> **REQUIRED TASK**
Copy out every line of the material below word for word, leaving out the pictures.

Outline records for image regions
____________________
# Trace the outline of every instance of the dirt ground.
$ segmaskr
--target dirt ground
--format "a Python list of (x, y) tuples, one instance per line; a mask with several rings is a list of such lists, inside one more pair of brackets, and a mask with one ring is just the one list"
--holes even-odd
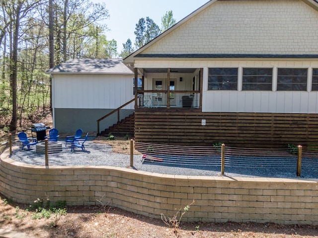
[[(46, 125), (50, 122), (48, 118)], [(7, 146), (6, 134), (0, 130), (0, 154)], [(114, 152), (130, 153), (127, 139), (107, 141), (105, 137), (99, 137), (95, 141), (109, 144)], [(111, 205), (68, 207), (65, 215), (35, 220), (29, 205), (13, 202), (0, 194), (0, 229), (23, 232), (30, 238), (318, 237), (318, 227), (268, 223), (181, 223), (177, 229), (173, 229), (160, 219), (134, 214)]]
[[(101, 205), (67, 207), (66, 215), (33, 220), (32, 212), (25, 210), (27, 206), (14, 203), (6, 204), (3, 202), (4, 197), (1, 196), (1, 198), (0, 228), (24, 232), (30, 238), (318, 237), (318, 230), (315, 227), (253, 223), (181, 223), (175, 232), (161, 220)], [(19, 209), (17, 212), (17, 207)]]

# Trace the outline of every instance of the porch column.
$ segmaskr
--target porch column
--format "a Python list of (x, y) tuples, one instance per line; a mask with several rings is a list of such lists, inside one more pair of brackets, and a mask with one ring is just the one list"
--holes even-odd
[(138, 68), (135, 68), (135, 109), (138, 108)]
[(202, 109), (202, 91), (203, 88), (203, 68), (200, 69), (200, 105), (199, 109)]
[(168, 68), (167, 77), (167, 108), (170, 108), (170, 68)]

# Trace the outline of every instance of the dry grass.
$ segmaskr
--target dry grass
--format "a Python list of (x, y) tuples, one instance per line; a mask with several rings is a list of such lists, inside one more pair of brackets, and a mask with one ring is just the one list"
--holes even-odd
____________________
> **OUTPUT FOR THIS EXERCISE**
# Trace the outline of every instance of the dirt ground.
$ segmaskr
--target dirt ground
--format "a Python list of (x, y) tuples, one instance per line; a mask with several rings is a list of such lists, inside one more pair of brackets, and a mask with one ring is just the one list"
--holes even-odd
[[(46, 125), (50, 122), (48, 118)], [(7, 146), (6, 134), (0, 130), (0, 154)], [(114, 152), (130, 153), (127, 139), (107, 141), (105, 137), (99, 137), (95, 141), (109, 144)], [(111, 205), (68, 207), (65, 215), (35, 220), (29, 205), (13, 202), (0, 194), (0, 229), (23, 232), (30, 238), (318, 237), (318, 227), (268, 223), (181, 223), (177, 229), (173, 229), (160, 219), (134, 214)]]
[[(101, 205), (67, 207), (66, 215), (33, 220), (32, 212), (25, 210), (27, 206), (14, 203), (6, 204), (3, 202), (4, 197), (1, 196), (1, 198), (0, 228), (24, 232), (30, 238), (318, 237), (318, 230), (315, 227), (253, 223), (181, 223), (175, 232), (161, 220)], [(19, 209), (17, 212), (17, 207)]]

# Trace the outline of every instance of the porch column.
$ segmaskr
--target porch column
--format "a Python list of (x, y) tuples, one instance per line; a mask with several rings is a list of such lists, inside one more pair of brackets, and a mask with one ring is just the one list"
--holes even-odd
[(138, 68), (135, 68), (135, 109), (138, 108)]
[(202, 109), (202, 91), (203, 88), (203, 68), (200, 69), (200, 105), (199, 109)]
[(168, 68), (167, 77), (167, 108), (170, 108), (170, 68)]

# Trace the outline of every instance of the dry grass.
$ segmaskr
--target dry grass
--format "a Python list of (x, y) tuples, one instance per line; a mask with several rings is a list of such lists, inside one more pair of brackets, and a mask with one ring is just the one list"
--holes even-odd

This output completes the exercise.